● Stated exercise: Write the next part of the news excerpt about the death of Gen. Younis and the Libyan rebels, starting after its final sentence.

● Extract provided:
((

The family's description of his final hours contradicts official statements from the rebel council, whose leaders have described Gen. Younis being attacked during a moment of weak security - perhaps by agents of Colonel Moammar Gadhafi, or Islamist extremists - before, or after, his hours in custody.

Rebel spokesmen declined to comment on Tuesday.

The possibility that the general died inside the walls of the military camp has driven a wedge of suspicion between the rebel council and the militia that Gen. Younis assembled from former Special Forces units and his fellow Obeidat tribesmen, one of the most powerful factions on the eastern front. His men have vowed to continue the fight against Col. Gadhafi, but their ability to co-operate with other rebels on the battlefield remains unclear.

The breakdown of unity comes at a sensitive moment for the rebels, just as they gain international recognition, including Canada's, and access to millions in loans and unfrozen assets.

))

● Source excerpt:
((

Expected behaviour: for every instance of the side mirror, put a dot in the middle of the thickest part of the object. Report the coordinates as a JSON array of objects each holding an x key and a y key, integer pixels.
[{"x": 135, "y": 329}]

))

● Exercise answer:
The rebel leadership announced that an investigative committee will look into the assassination. The general's family seems to have little faith in the process, however, and some of them are calling for a international role in the investigation, perhaps by the International Criminal Court in The Hague.

Three of the general's relatives spoke to The Globe and Mail at their sprawling family compound in Benghazi, in the same room where they first heard of his death. They had been watching a satellite news channel on the flat-screen television in their comfortable sitting room on the evening of July 28 when the top rebel leader, Mustafa Abdel Jalil, told a news conference about the killing. No representatives from the rebel council informed them beforehand, they said, and none visited to offer condolences during the traditional three days of mourning.

"Anyway, we would not have accepted their condolences," said Mohamed Hamid Younis, the general's nephew. "We want the whole truth, and retaliation. Those responsible - the schemers, the masterminds - should be punished."

Despite their anger, the family has not turned against the rebel movement.

Mohamed Hamid stood in front of thousands of mourners who thronged to the main square in Benghazi on Friday, and his speech emphasized that the family still supports the leadership of Mr. Jalil.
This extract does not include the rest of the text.